Dataset records:

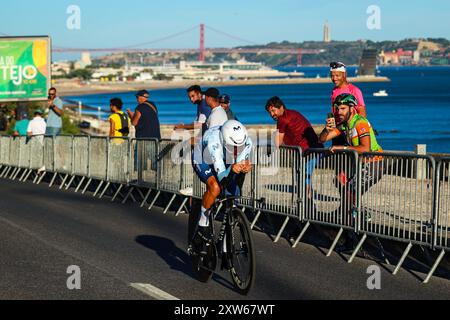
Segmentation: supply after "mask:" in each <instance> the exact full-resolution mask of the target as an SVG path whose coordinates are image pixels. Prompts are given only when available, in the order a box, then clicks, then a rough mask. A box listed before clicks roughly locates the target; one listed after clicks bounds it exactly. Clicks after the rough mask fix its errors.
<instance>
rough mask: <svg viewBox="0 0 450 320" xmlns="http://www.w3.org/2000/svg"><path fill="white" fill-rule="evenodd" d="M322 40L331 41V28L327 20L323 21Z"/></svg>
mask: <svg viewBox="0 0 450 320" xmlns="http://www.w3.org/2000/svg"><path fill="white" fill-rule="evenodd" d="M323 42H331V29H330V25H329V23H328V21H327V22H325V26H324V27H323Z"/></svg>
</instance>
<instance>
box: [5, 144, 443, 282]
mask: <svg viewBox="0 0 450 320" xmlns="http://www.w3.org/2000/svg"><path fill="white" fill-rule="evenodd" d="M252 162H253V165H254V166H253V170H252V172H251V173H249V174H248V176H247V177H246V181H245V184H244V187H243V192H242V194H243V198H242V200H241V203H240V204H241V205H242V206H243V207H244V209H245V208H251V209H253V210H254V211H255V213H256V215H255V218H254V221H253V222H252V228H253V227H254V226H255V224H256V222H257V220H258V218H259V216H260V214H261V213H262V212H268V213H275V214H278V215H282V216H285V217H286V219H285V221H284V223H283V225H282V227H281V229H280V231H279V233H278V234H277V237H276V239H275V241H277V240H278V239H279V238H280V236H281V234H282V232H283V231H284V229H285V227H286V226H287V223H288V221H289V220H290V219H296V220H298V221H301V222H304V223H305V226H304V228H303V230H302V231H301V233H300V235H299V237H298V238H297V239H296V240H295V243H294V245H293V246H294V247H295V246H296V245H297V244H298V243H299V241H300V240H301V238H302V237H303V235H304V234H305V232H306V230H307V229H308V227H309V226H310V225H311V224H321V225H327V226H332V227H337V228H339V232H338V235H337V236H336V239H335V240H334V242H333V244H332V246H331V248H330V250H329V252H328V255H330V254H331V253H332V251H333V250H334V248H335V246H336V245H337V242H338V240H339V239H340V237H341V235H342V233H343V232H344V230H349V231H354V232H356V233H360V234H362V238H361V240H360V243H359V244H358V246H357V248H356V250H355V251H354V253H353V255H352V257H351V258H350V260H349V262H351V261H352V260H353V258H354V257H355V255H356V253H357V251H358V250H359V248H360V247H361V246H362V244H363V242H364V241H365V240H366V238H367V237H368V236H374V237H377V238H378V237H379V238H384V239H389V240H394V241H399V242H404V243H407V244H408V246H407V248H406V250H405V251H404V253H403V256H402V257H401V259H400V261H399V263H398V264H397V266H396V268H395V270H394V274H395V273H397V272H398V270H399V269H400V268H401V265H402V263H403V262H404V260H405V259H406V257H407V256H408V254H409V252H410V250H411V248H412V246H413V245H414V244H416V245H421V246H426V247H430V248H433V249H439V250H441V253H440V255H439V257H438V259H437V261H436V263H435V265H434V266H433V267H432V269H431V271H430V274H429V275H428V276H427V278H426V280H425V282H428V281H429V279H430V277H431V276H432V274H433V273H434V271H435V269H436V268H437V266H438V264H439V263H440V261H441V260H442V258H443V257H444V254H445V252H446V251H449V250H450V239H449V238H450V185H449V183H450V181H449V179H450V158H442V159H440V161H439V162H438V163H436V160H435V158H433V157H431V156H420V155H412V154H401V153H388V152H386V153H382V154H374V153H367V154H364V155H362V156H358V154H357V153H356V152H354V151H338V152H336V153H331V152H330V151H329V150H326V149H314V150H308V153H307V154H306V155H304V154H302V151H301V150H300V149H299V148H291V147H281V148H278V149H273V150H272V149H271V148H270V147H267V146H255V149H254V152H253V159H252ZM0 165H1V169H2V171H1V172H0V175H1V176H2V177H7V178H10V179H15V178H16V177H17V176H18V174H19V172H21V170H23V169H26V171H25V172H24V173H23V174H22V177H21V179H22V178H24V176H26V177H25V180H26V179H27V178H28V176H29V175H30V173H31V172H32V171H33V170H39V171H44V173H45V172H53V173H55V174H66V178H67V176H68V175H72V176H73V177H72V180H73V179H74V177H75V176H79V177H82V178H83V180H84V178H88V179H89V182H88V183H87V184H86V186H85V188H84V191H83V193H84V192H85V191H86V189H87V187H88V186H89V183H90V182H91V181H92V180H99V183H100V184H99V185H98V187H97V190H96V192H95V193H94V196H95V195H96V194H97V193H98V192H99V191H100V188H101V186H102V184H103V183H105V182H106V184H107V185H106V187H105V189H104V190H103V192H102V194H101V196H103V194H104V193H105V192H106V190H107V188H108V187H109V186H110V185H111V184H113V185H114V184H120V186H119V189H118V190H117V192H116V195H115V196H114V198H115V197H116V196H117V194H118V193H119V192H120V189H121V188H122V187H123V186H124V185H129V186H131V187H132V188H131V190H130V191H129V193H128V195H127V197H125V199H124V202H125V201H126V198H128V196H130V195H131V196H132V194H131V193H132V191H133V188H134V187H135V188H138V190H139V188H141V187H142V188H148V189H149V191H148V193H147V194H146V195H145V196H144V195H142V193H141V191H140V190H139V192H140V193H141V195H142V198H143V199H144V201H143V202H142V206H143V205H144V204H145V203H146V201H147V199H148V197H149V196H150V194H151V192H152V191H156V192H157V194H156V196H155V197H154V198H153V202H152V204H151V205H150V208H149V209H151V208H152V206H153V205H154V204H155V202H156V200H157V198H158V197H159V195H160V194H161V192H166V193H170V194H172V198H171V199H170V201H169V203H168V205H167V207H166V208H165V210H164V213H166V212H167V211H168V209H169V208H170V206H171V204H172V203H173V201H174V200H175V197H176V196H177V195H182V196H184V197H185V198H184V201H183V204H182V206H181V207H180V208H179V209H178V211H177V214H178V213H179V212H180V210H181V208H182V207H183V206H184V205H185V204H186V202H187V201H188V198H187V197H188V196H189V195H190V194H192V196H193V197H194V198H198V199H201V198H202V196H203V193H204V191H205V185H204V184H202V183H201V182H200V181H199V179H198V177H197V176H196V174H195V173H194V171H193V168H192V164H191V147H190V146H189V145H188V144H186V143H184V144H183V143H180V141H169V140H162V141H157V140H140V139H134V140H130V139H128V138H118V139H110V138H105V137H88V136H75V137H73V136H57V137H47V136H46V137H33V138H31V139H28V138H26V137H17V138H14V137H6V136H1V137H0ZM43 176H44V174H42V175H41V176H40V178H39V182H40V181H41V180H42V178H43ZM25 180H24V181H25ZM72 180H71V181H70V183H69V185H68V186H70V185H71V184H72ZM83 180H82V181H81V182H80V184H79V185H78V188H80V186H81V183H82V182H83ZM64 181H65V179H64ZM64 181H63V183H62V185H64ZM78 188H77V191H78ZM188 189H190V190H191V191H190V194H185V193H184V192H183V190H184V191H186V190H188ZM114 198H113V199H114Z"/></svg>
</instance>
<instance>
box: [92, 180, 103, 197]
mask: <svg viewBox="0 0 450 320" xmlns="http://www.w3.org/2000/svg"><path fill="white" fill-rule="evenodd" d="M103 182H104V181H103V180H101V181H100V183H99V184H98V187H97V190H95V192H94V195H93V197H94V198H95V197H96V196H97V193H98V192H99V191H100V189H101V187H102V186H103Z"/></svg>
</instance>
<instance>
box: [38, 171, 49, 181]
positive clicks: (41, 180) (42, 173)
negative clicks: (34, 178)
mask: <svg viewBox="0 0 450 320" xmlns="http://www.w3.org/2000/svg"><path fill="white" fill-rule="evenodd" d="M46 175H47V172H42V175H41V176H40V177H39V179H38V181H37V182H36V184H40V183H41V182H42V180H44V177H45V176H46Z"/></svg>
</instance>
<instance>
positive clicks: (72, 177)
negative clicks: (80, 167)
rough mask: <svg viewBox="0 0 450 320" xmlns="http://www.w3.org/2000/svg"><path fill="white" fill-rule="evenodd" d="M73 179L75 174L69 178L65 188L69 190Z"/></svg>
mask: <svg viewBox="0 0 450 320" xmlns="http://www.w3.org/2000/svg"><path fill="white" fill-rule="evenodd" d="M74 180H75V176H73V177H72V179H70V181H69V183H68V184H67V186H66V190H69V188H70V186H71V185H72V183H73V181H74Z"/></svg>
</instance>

--

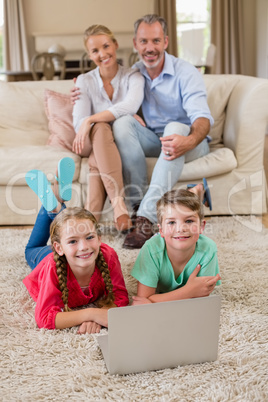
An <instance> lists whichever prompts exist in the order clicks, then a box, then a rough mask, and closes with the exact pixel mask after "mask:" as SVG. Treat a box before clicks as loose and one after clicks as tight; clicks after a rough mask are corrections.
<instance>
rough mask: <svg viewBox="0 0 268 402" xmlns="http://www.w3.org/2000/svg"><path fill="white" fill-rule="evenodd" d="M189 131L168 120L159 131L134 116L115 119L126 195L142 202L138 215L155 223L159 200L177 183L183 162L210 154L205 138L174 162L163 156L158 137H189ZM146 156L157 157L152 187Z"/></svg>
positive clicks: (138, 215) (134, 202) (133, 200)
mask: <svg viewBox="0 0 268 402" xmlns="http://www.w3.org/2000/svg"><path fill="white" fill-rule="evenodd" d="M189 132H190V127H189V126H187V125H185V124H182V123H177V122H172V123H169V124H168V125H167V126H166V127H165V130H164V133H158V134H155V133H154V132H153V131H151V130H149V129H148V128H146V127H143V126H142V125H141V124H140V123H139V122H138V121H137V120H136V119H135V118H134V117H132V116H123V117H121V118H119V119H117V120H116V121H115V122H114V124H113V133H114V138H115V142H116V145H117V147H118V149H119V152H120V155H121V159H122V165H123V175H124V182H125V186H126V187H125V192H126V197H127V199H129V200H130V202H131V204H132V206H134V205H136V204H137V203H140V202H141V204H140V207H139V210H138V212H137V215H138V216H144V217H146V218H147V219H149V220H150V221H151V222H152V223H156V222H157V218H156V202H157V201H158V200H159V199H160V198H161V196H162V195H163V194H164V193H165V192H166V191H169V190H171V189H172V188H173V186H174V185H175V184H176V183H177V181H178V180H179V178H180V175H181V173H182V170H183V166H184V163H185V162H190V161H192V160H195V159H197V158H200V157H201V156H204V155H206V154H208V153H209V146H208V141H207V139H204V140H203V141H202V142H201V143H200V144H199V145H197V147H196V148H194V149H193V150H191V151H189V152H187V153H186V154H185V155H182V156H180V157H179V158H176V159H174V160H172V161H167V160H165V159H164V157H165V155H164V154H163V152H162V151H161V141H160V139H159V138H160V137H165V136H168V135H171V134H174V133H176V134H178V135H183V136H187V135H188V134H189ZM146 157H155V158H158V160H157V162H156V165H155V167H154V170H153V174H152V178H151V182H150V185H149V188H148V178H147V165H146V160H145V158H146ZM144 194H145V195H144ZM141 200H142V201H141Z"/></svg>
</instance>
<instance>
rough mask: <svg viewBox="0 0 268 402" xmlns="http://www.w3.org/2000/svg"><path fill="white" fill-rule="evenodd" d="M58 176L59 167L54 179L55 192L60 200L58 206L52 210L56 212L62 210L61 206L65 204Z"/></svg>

What you should do: Collect every line in the records that contains the word "then". Case counts.

Result of the exercise:
Segmentation: supply after "mask:" in each <instance> the exact full-resolution mask of the target as an SVG path whose coordinates are image pixels. Prompts are given only when available, in the order a box, then clicks, then a rough mask. A box listed before clicks roughly locates the target; one listed after clicks bounds it exactly. Clicks after the rough mask fix its errors.
An <instance> lists whichever prompts exist in the order clicks, then a box, then a rough mask, and closes with the exact pixel mask after "mask:" as SVG. Treat a box before clicks as loose and one after clicks as tight; clicks after a rough mask are corrections.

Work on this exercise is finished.